◆ **Dataset excerpts**
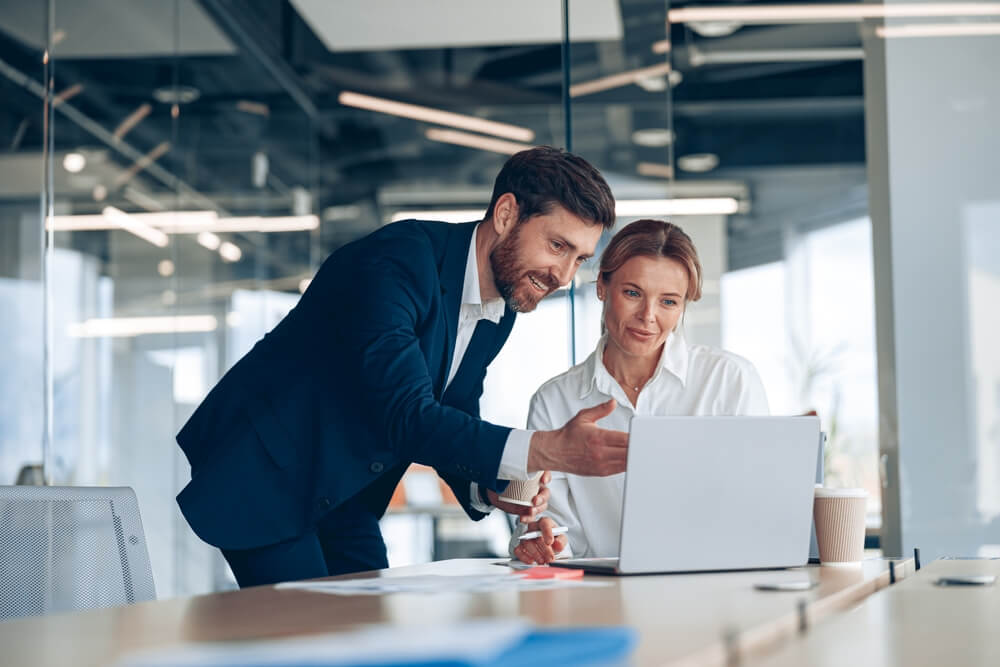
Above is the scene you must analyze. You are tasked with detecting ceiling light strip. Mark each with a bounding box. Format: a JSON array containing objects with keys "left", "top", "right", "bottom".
[
  {"left": 875, "top": 23, "right": 1000, "bottom": 39},
  {"left": 103, "top": 206, "right": 170, "bottom": 248},
  {"left": 569, "top": 63, "right": 670, "bottom": 97},
  {"left": 667, "top": 2, "right": 1000, "bottom": 24},
  {"left": 47, "top": 211, "right": 319, "bottom": 234},
  {"left": 68, "top": 315, "right": 219, "bottom": 338},
  {"left": 337, "top": 90, "right": 535, "bottom": 141},
  {"left": 652, "top": 39, "right": 670, "bottom": 55},
  {"left": 390, "top": 197, "right": 740, "bottom": 222},
  {"left": 615, "top": 197, "right": 740, "bottom": 217},
  {"left": 389, "top": 208, "right": 486, "bottom": 222},
  {"left": 690, "top": 48, "right": 865, "bottom": 67},
  {"left": 52, "top": 83, "right": 83, "bottom": 107},
  {"left": 114, "top": 141, "right": 170, "bottom": 188},
  {"left": 424, "top": 127, "right": 534, "bottom": 155},
  {"left": 111, "top": 102, "right": 153, "bottom": 140}
]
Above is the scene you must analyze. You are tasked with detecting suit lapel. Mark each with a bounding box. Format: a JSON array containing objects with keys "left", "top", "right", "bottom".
[{"left": 435, "top": 222, "right": 478, "bottom": 398}]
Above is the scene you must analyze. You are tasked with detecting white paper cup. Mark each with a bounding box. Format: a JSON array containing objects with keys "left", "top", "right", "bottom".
[
  {"left": 500, "top": 471, "right": 542, "bottom": 507},
  {"left": 813, "top": 488, "right": 868, "bottom": 565}
]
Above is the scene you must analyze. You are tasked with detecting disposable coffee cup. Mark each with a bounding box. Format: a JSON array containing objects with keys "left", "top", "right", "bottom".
[
  {"left": 813, "top": 488, "right": 868, "bottom": 565},
  {"left": 500, "top": 471, "right": 542, "bottom": 507}
]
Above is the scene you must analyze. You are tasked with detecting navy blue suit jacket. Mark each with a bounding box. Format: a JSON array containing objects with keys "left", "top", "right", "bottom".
[{"left": 177, "top": 220, "right": 514, "bottom": 549}]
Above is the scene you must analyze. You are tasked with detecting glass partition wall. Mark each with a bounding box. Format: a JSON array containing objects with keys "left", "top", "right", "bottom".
[{"left": 0, "top": 0, "right": 952, "bottom": 596}]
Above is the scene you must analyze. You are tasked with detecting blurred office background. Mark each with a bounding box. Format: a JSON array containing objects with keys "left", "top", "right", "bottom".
[{"left": 0, "top": 0, "right": 1000, "bottom": 596}]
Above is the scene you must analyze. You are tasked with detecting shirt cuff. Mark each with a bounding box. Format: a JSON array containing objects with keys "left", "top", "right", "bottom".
[
  {"left": 497, "top": 428, "right": 537, "bottom": 482},
  {"left": 469, "top": 482, "right": 494, "bottom": 514}
]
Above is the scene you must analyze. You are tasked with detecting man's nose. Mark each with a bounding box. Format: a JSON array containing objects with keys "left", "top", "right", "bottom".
[{"left": 553, "top": 258, "right": 576, "bottom": 285}]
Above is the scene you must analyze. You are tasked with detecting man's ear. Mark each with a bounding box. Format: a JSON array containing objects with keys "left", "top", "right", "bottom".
[{"left": 493, "top": 192, "right": 518, "bottom": 237}]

◆ **Short problem**
Rewrite the lines from the one containing "detecting man's ear." through the last line, changing "bounding box" to "rectangle" and keeping everything else the same. Give only those lines.

◆ **Solution to the exercise**
Above is the scene you must analyze. You are tasked with detecting man's ear. Mark each with a rectangle. Format: a JSON array containing objects with keys "left", "top", "right", "bottom".
[{"left": 493, "top": 192, "right": 518, "bottom": 237}]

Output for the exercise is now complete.